RECHTBANK OOST-BRABANT

Strafrecht
Parketnummer ontneming: 01/865115-14 Datum uitspraak: 26 juli 2016
Vonnis van de rechtbank Oost-Brabant, meervoudige kamer voor de behandeling van strafzaken, in de zaak tegen:

[veroordeelde] ,

geboren te [geboorteplaats] op [1991] ,
wonende te [adres 1] .

Onderzoek van de zaak:

De vordering van de officier van justitie strekt tot het opleggen van de verplichting tot betaling aan de Staat van een bedrag van € 181.766,01 ter ontneming van wederrechtelijk verkregen voordeel. De vordering ziet op de in de onderliggende strafzaak ten laste gelegde feiten en andere strafbare feiten waaromtrent voldoende aanwijzingen zouden bestaan dat ze door betrokkene zijn begaan. Het geheel aan voornoemde feiten is weergegeven in een ontnemingsrapportage, waarbij de zaken zijn onderverdeeld in delict 1 tot en met 8. Bij het te ontnemen bedrag is uitgegaan van hoofdelijke aansprakelijkheid.
Dit vonnis is op tegenspraak gewezen naar aanleiding van het onderzoek ter terechtzitting van 21 juli 2015 en 12 juli 2016.

Het standpunt van de officier van justitie.

De officier van justitie acht aannemelijk dat verdachte uit voornoemde delicten voordeel heeft genoten tot een bedrag van € 181.766,01, vordert dat aan [veroordeelde] een betalingsverplichting van € 176.766,01 wordt opgelegd, dat op dit bedrag het door de rechtbank aan de benadeelde partij toegekende bedrag van € 45.250,- in mindering dient te worden gebracht en stelt zich op het standpunt dat bij de berekening dient te worden uitgegaan van hoofdelijke toerekening.

Het standpunt van de verdediging.

* [Fragmenten uit materiaal]
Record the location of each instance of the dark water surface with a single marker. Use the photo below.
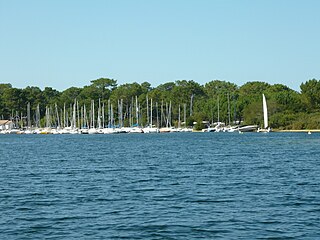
(161, 186)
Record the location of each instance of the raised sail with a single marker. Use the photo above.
(265, 112)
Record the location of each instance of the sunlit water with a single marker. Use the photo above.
(161, 186)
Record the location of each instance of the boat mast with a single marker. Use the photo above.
(265, 111)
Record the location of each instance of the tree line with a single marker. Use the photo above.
(214, 101)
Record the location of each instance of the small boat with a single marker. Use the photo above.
(265, 116)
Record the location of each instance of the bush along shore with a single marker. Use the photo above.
(183, 104)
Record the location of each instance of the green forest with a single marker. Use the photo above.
(213, 101)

* [Opdracht] Schrijf uit het vonnis letterlijk het stuk over van "Het standpunt van de officier" tot en met "van de verdediging.".

* [Resultaat]
Het standpunt van de officier van justitie.

De officier van justitie acht aannemelijk dat verdachte uit voornoemde delicten voordeel heeft genoten tot een bedrag van € 181.766,01, vordert dat aan [veroordeelde] een betalingsverplichting van € 176.766,01 wordt opgelegd, dat op dit bedrag het door de rechtbank aan de benadeelde partij toegekende bedrag van € 45.250,- in mindering dient te worden gebracht en stelt zich op het standpunt dat bij de berekening dient te worden uitgegaan van hoofdelijke toerekening.

Het standpunt van de verdediging.